**ACTION REQUISE:** Traduisez en anglais la phrase suivante de l'extrait sur les lymphomes cutanés B : « Le traitement des formes localisées est en première intention la radiothérapie. »

**EXTRAIT RETENU:**
┏━━
Lymphomes primitivement cutanés B
Les lymphomes de la zone marginale (cellules centrocytiques, ou lymphoplasmocytoïdes, ou plasmocytaire) sont de très bon pronostic (survie à cinq ans de près de 100 %). Ils peuvent se révéler par une ou quelques lésions papuleuses ou nodulaires, souvent localisées au tronc ou à la racine des membres (fig. 2). Dans ces formes localisées, le traitement par chirurgie ou radiothérapie est indiqué, avec un taux de rémission complète de 70 % à cinq ans. Les formes diffuses sont traitées selon les cas par dermocorticoïdes, chimiothérapie orale peu agressive, mais le rituximab (anticorps monoclonal anti-CD20) peut être proposé par voie intraveineuse ou intralésionnelle (2). L'abstention thérapeutique est possible en raison du très bon pronostic et de l'absence habituelle de retentissement sur la qualité de vie.
•Les lymphomes centro-folliculaires sont également de bon pronostic (95 % de survie à cinq ans). Il s'agit d'un nodule unique ou de plusieurs nodules confluents, préférentiellement localisés à la tête et au tronc (fig. 3). Le traitement des formes localisées est en première intention la radiothérapie. Le rituximab, systémique ou intralésionnel, a donné de bons résultats. Certaines formes de ces lymphomes centro-folliculaires, comportant de grandes cellules rondes et exprimant le bcl2 (3), sont de plus mauvais pronostic.
┗━━
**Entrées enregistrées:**
┏━━
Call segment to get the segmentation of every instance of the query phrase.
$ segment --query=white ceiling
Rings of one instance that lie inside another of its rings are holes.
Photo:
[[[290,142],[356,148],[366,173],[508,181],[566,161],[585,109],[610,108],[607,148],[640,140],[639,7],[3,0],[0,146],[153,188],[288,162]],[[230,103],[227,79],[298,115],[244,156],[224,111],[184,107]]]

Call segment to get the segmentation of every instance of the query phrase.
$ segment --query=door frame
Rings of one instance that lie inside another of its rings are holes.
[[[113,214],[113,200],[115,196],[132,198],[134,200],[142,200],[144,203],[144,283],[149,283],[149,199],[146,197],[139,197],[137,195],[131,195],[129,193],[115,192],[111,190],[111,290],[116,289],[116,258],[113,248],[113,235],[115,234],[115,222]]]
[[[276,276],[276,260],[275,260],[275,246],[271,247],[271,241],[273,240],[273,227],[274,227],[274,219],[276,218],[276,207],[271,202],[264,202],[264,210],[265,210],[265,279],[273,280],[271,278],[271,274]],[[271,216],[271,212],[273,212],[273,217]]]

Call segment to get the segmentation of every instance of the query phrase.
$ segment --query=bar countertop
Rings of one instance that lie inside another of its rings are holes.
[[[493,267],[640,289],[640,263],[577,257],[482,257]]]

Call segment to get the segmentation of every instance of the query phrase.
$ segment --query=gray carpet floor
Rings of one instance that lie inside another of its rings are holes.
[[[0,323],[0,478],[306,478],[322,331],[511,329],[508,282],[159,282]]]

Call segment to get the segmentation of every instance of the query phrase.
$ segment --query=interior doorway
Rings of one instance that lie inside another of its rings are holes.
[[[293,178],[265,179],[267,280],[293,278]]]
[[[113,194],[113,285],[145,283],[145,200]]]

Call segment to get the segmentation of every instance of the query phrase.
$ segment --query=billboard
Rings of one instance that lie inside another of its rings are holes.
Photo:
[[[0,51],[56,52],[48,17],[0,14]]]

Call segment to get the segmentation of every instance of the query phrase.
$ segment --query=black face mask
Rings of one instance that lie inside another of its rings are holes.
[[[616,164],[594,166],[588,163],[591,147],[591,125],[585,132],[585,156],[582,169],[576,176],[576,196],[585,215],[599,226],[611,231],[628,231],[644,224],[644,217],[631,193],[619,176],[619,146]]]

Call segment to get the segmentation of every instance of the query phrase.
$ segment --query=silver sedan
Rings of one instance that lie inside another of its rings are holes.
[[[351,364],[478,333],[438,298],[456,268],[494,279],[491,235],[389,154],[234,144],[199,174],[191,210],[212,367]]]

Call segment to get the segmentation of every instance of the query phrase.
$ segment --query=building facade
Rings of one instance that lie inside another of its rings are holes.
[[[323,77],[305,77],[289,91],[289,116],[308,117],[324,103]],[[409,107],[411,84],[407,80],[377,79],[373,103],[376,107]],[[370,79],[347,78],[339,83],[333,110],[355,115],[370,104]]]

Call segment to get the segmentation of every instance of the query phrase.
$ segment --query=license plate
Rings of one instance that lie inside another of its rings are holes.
┗━━
**RÉPONSE ATTENDUE:** The first-line treatment for localized forms is radiotherapy.